--- Dataset ---

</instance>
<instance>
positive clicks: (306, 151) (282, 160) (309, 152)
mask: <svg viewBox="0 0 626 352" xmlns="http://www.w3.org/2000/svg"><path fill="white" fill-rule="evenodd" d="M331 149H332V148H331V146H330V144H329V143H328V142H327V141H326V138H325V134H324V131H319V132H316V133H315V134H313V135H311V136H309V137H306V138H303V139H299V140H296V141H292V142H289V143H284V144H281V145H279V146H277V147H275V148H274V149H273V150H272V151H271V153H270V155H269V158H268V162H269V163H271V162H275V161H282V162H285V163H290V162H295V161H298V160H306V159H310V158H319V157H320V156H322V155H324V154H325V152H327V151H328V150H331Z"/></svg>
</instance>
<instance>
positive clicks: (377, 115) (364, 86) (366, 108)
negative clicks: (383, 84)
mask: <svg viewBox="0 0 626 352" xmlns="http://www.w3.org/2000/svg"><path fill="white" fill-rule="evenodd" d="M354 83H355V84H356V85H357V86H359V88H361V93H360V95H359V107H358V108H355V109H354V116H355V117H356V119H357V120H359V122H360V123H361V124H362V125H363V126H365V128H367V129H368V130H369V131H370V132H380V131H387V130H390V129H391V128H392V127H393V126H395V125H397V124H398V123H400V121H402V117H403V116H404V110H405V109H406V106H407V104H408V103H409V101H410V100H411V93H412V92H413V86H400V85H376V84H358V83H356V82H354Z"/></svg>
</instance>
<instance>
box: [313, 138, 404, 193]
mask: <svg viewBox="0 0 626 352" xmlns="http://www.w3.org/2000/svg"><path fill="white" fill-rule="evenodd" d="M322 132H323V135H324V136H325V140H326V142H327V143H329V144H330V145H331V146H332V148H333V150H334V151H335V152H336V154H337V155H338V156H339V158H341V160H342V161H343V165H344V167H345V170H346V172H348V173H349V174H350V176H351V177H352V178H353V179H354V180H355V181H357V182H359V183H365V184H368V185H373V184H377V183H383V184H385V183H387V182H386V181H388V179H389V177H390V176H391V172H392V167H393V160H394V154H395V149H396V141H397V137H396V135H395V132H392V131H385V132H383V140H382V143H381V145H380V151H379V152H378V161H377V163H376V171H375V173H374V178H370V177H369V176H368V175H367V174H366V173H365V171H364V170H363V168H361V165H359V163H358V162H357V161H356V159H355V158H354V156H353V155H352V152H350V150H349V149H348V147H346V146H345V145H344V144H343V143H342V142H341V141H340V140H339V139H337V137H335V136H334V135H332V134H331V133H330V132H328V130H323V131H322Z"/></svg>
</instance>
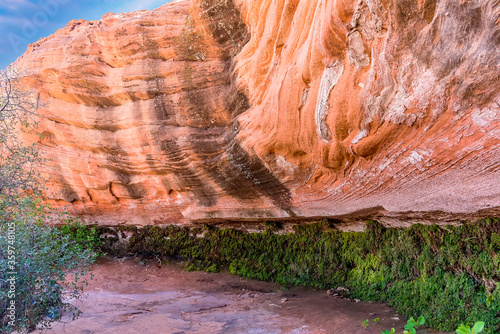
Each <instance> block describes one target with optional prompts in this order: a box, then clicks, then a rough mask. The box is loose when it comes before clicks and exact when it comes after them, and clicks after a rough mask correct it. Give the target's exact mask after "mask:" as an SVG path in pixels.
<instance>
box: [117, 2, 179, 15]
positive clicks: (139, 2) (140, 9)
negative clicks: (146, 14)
mask: <svg viewBox="0 0 500 334" xmlns="http://www.w3.org/2000/svg"><path fill="white" fill-rule="evenodd" d="M167 2H169V1H168V0H132V1H130V2H127V3H125V4H124V5H123V6H121V7H119V10H120V11H122V12H133V11H136V10H141V9H150V10H151V9H154V8H158V7H160V6H162V5H164V4H166V3H167Z"/></svg>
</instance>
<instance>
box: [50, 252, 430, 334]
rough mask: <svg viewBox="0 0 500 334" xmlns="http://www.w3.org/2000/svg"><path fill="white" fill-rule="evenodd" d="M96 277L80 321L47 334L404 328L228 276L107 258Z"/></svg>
mask: <svg viewBox="0 0 500 334" xmlns="http://www.w3.org/2000/svg"><path fill="white" fill-rule="evenodd" d="M93 274H94V279H93V280H91V281H90V284H89V286H88V288H87V289H86V291H87V292H86V298H84V299H83V300H82V301H78V302H76V303H75V305H76V306H78V307H79V308H80V310H81V311H83V313H82V315H80V317H79V318H78V319H77V320H75V321H64V322H59V323H56V324H55V325H53V329H52V330H50V331H48V333H68V334H93V333H118V334H128V333H130V334H132V333H140V334H146V333H155V334H156V333H167V334H192V333H193V334H194V333H200V334H201V333H228V334H229V333H231V334H237V333H242V334H243V333H248V334H278V333H283V334H284V333H290V334H313V333H314V334H317V333H318V334H319V333H321V334H323V333H332V334H358V333H359V334H373V333H377V334H380V333H381V331H382V329H390V328H391V327H394V328H396V333H402V332H403V330H402V328H403V326H404V325H405V323H406V321H404V320H402V318H401V317H399V316H398V315H397V314H396V313H395V312H394V311H393V310H391V309H390V308H389V307H387V306H386V305H384V304H378V303H363V302H354V301H349V300H346V299H343V298H339V297H334V296H330V295H328V294H327V293H326V291H323V290H315V289H312V288H304V287H292V288H289V289H287V288H285V287H283V286H280V285H277V284H274V283H270V282H261V281H255V280H249V279H244V278H241V277H238V276H235V275H231V274H229V273H225V272H222V273H205V272H186V271H184V270H182V267H181V266H180V265H178V264H168V265H165V264H163V265H162V266H161V267H159V266H158V265H157V264H155V263H154V262H151V263H147V264H145V265H141V264H140V263H138V262H137V261H136V260H134V259H125V260H121V259H111V258H106V259H102V260H101V261H100V262H99V263H98V264H97V265H96V266H95V268H94V269H93ZM374 318H380V320H379V322H378V323H374V322H373V321H372V320H373V319H374ZM365 319H369V320H370V322H369V326H368V328H364V327H363V326H362V322H363V320H365ZM66 320H67V319H66ZM419 333H420V332H419ZM422 333H433V332H432V331H423V332H422ZM434 333H436V332H434Z"/></svg>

---

| What the exercise asks |
Each record above must be retyped exactly, minus its pictures.

| Written solution |
</instance>
<instance>
positive clicks: (306, 151) (282, 160) (309, 152)
mask: <svg viewBox="0 0 626 352" xmlns="http://www.w3.org/2000/svg"><path fill="white" fill-rule="evenodd" d="M331 149H332V148H331V146H330V144H329V143H328V142H327V141H326V138H325V134H324V131H319V132H316V133H315V134H313V135H311V136H309V137H306V138H303V139H299V140H296V141H292V142H289V143H284V144H281V145H279V146H277V147H275V148H274V149H273V150H272V151H271V153H270V155H269V158H268V162H269V163H271V162H275V161H282V162H285V163H290V162H295V161H298V160H306V159H310V158H319V157H320V156H322V155H324V154H325V152H327V151H328V150H331Z"/></svg>
</instance>
<instance>
positive clicks: (377, 115) (364, 86) (366, 108)
negative clicks: (383, 84)
mask: <svg viewBox="0 0 626 352" xmlns="http://www.w3.org/2000/svg"><path fill="white" fill-rule="evenodd" d="M354 83H355V84H356V85H357V86H359V88H361V93H360V95H359V107H358V108H355V109H354V116H355V117H356V119H357V120H359V122H360V123H361V124H362V125H363V126H365V128H367V129H368V130H369V131H370V132H380V131H387V130H390V129H391V128H392V127H393V126H395V125H397V124H398V123H400V121H402V117H403V116H404V110H405V109H406V106H407V104H408V103H409V101H410V100H411V93H412V92H413V86H400V85H376V84H358V83H356V82H354Z"/></svg>
</instance>
<instance>
box: [313, 138, 404, 193]
mask: <svg viewBox="0 0 626 352" xmlns="http://www.w3.org/2000/svg"><path fill="white" fill-rule="evenodd" d="M322 132H323V135H324V136H325V140H326V142H327V143H329V144H330V145H331V146H332V148H333V150H334V151H335V152H336V154H337V155H338V156H339V158H341V160H342V161H343V165H344V167H345V170H346V172H348V173H349V174H350V176H351V177H352V178H353V179H354V180H355V181H357V182H359V183H365V184H368V185H373V184H377V183H383V184H385V183H387V182H386V181H388V179H389V177H390V176H391V172H392V167H393V160H394V154H395V149H396V141H397V137H396V135H395V132H392V131H385V132H383V140H382V143H381V145H380V151H379V152H378V161H377V163H376V171H375V173H374V178H370V177H369V176H368V175H367V174H366V173H365V171H364V170H363V168H361V165H359V163H358V162H357V161H356V159H355V158H354V156H353V155H352V152H350V150H349V149H348V147H346V146H345V145H344V144H343V143H342V142H341V141H340V140H339V139H337V137H335V136H334V135H332V134H331V133H330V132H328V130H323V131H322Z"/></svg>
</instance>
Each <instance> block describes one target with optional prompts in this order: a box, then clicks, then a rough mask. The box is loose when it comes before clicks and exact when it comes after them, and clicks after a rough mask correct it. Give the target's exact mask after "mask:" as an SVG path in pixels.
<instance>
box: [117, 2, 179, 15]
positive clicks: (139, 2) (140, 9)
negative clicks: (146, 14)
mask: <svg viewBox="0 0 500 334" xmlns="http://www.w3.org/2000/svg"><path fill="white" fill-rule="evenodd" d="M167 2H169V1H168V0H132V1H130V2H127V3H125V4H124V5H123V6H121V7H119V10H120V11H122V12H133V11H136V10H141V9H150V10H151V9H154V8H158V7H160V6H162V5H164V4H166V3H167Z"/></svg>
</instance>
<instance>
box: [50, 252, 430, 334]
rough mask: <svg viewBox="0 0 500 334" xmlns="http://www.w3.org/2000/svg"><path fill="white" fill-rule="evenodd" d="M96 277L80 321L47 334L404 328L228 276L107 258Z"/></svg>
mask: <svg viewBox="0 0 500 334" xmlns="http://www.w3.org/2000/svg"><path fill="white" fill-rule="evenodd" d="M93 274H94V279H93V280H91V281H90V284H89V286H88V288H87V289H86V291H87V292H86V298H84V299H83V300H82V301H78V302H76V303H75V305H76V306H78V307H79V308H80V310H81V311H83V313H82V315H80V317H79V318H78V319H77V320H75V321H64V322H59V323H56V324H55V325H53V329H52V330H50V331H48V333H68V334H93V333H118V334H128V333H130V334H132V333H140V334H146V333H155V334H156V333H167V334H192V333H193V334H194V333H200V334H201V333H228V334H229V333H231V334H237V333H242V334H243V333H248V334H278V333H283V334H284V333H290V334H313V333H314V334H317V333H318V334H319V333H321V334H323V333H332V334H358V333H359V334H373V333H377V334H380V333H381V331H382V329H390V328H391V327H394V328H396V333H402V332H403V330H402V328H403V326H404V325H405V323H406V321H404V320H402V318H401V317H399V316H398V315H397V314H396V313H395V312H394V311H393V310H391V309H390V308H389V307H387V306H386V305H384V304H378V303H363V302H354V301H349V300H346V299H343V298H339V297H334V296H330V295H328V294H327V293H326V291H323V290H315V289H312V288H304V287H292V288H289V289H287V288H285V287H283V286H280V285H277V284H274V283H270V282H261V281H255V280H249V279H244V278H241V277H238V276H235V275H231V274H229V273H225V272H222V273H205V272H186V271H184V270H182V267H181V266H180V265H178V264H168V265H165V264H163V265H162V266H161V267H159V266H158V265H157V264H155V263H154V262H151V263H147V264H145V265H141V264H140V263H138V262H137V261H136V260H134V259H125V260H121V259H111V258H106V259H102V260H101V261H100V262H99V263H98V264H97V265H96V266H95V268H94V269H93ZM374 318H380V320H379V322H378V323H374V322H373V321H372V320H373V319H374ZM365 319H369V320H370V322H369V326H368V328H364V327H363V326H362V322H363V320H365ZM66 320H67V319H66ZM419 333H420V332H419ZM422 333H433V332H432V331H423V332H422ZM434 333H436V332H434Z"/></svg>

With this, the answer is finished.